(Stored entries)
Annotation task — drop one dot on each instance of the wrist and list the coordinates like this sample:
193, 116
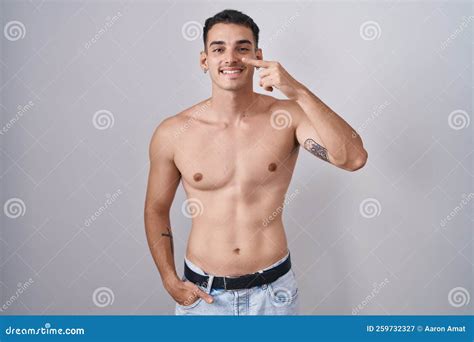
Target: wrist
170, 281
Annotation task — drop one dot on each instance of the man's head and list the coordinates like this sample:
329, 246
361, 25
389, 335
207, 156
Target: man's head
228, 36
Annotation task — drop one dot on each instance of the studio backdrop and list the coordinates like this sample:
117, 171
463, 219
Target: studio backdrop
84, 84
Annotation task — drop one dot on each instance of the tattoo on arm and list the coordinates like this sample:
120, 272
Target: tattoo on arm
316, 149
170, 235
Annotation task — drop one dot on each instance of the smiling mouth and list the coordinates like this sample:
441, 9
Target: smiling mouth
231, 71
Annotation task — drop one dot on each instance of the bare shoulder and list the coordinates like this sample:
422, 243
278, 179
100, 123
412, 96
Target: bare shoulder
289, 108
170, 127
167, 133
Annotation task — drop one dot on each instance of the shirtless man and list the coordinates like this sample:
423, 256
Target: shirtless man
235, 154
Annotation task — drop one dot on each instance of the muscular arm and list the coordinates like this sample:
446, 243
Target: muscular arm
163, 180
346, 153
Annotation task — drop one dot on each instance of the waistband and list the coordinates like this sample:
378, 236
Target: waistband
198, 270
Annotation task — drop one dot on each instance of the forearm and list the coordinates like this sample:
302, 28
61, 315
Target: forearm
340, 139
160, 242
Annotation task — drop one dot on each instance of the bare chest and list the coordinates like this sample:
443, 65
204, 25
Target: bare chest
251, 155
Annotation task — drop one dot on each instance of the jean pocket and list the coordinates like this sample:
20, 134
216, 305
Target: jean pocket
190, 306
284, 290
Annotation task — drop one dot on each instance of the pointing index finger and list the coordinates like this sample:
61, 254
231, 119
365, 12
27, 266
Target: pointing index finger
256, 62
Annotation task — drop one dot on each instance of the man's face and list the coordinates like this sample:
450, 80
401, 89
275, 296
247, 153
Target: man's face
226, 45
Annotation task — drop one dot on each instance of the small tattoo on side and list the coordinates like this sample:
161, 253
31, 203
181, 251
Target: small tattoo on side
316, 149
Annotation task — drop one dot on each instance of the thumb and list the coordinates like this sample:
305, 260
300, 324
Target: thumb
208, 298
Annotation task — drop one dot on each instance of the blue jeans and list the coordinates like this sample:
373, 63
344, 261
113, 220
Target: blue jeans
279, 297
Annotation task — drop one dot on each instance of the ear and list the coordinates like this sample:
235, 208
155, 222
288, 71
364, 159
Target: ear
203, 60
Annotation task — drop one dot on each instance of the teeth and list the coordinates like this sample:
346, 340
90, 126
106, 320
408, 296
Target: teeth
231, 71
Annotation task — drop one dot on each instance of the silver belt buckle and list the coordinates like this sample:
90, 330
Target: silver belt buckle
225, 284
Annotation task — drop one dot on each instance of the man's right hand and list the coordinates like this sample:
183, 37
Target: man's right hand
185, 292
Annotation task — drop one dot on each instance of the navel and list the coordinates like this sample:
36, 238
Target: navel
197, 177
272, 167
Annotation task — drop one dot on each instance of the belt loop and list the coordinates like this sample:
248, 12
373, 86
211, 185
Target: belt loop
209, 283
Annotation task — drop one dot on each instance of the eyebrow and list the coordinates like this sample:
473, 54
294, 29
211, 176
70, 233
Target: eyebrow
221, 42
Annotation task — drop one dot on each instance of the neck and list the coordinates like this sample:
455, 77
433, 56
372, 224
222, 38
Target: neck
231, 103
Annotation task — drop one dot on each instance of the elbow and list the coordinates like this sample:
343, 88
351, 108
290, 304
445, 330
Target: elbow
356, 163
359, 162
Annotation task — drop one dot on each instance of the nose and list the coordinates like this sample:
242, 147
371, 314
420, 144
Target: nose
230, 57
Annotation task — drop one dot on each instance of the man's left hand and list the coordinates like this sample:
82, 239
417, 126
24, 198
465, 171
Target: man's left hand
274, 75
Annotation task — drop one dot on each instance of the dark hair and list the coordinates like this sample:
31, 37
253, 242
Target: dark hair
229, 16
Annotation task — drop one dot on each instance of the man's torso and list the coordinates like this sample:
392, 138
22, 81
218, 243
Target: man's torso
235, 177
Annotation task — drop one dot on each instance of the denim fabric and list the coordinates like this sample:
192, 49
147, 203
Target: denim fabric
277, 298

WORK TASK
Make an exact copy of every record, pictures excluded.

RESPONSE TO THIS EXERCISE
Annotation task — drop one dot on each instance of the wrist and list the coordinates like this sample:
193, 116
Target: wrist
170, 281
Annotation task — drop one dot on each instance of the man's head and list the coordinates like this sample:
329, 246
361, 25
389, 335
207, 156
Target: man's head
228, 36
Annotation task — drop one dot on each instance of the studio backdrop and list the coordinates like this sample:
117, 171
463, 219
Target: studio backdrop
84, 84
Annotation task — drop one dot on each instance of the tattoo on arm and list the coordinates like this sample:
120, 272
Target: tattoo on arm
316, 149
170, 235
Annotation task — drop one dot on each instance of the smiling mouth and list the coordinates like this sample:
441, 9
Target: smiling mouth
231, 71
Annotation task — drop one dot on each instance of the bare shoulder and list the coordinates like this sample:
422, 243
278, 179
100, 123
412, 96
Target: bare shoulder
289, 108
170, 127
167, 133
Annotation task — drop one dot on each instance of the shirtless man and list the coordinates like this sample:
423, 256
Target: shirtless man
235, 154
Annotation task — drop one dot on each instance of the muscular arm and list the coordinates like this sample:
446, 243
Target: muscular arm
163, 180
346, 153
Annotation task — drop one dot on each instance of the waistband and list the coordinates like this sample:
378, 236
Target: waistband
198, 270
Annotation task — drop one dot on each instance of the forearm and list the coordinates like this sample:
302, 28
61, 315
Target: forearm
340, 139
160, 242
Annotation task — drop one dot on each instance of the bare chest and list the coordinates like this sample:
443, 65
204, 25
Target: bare chest
251, 155
Annotation task — drop one dot on each instance of the jean pocket and list the coordinates like this sample:
20, 134
216, 305
Target: jean pocket
190, 306
284, 290
Annotation task — drop one dot on each instance of the pointing index finger and list the coordinates like this sample:
61, 254
231, 119
365, 12
27, 266
Target: pointing index finger
256, 62
Annotation task — drop one dot on each instance of the man's face and list the coordinates like this sample:
450, 80
401, 89
275, 296
247, 153
Target: man's face
226, 45
Annotation task — drop one dot on each instance of the small tattoo on side and list the coordinates like this sample:
161, 253
31, 203
181, 251
Target: small tattoo on side
316, 149
Annotation task — drop one dot on each instance of the thumb and list the coordinates like this sample:
305, 260
300, 324
Target: thumb
208, 298
Annotation task — drop one dot on each instance of the blue jeans and list the coordinates like this sample:
373, 63
344, 261
113, 220
Target: blue jeans
279, 297
Annotation task — drop one dot on each instance of the ear and list the coordinates like this sample:
235, 208
155, 222
288, 71
364, 159
Target: ear
203, 60
Annotation task — drop one dot on each instance of the teeth and list the coordinates like this sample:
346, 340
90, 126
106, 320
408, 296
Target: teeth
231, 71
Annotation task — drop one dot on each instance of the silver belt buckle and list the coordinates like this sample:
90, 330
Target: silver belt buckle
225, 284
Annotation task — drop one dot on each instance of the man's right hand and list the coordinates like this sample:
183, 37
Target: man's right hand
185, 292
Annotation task — drop one dot on each instance of the navel and list the coordinates like this sample:
36, 238
Target: navel
197, 177
272, 167
Annotation task — drop one dot on each instance of the belt loop and list the coordinates like this sample:
248, 12
373, 86
211, 185
Target: belt loop
209, 283
Annotation task — drop one dot on each instance of the eyebrow and list the coordinates like this sample:
473, 54
294, 29
211, 176
70, 233
Target: eyebrow
221, 42
Annotation task — drop one dot on each instance of the neck and list the coordinates like this sample:
455, 77
433, 56
372, 224
222, 38
Target: neck
231, 103
Annotation task — drop one dot on each instance of the elbow and list the coordinates like this sample:
343, 88
351, 108
290, 304
445, 330
Target: elbow
356, 163
359, 162
Annotation task — drop one dot on each instance of the nose and list the coordinates like this sample:
242, 147
371, 314
420, 144
Target: nose
230, 57
Annotation task — drop one dot on each instance of the man's left hand and list the coordinates like this sample:
82, 239
417, 126
24, 198
465, 171
Target: man's left hand
274, 75
Annotation task — drop one dot on each instance of the dark hair and list the coordinates like this sample:
31, 37
253, 242
Target: dark hair
229, 16
Annotation task — drop one dot on each instance of the man's torso and list the coordinates like this sample:
392, 138
22, 81
218, 243
Target: man's torso
235, 177
Annotation task — drop one dot on each instance of the denim fabric and list the coordinates like this sample:
192, 49
147, 203
Target: denim fabric
277, 298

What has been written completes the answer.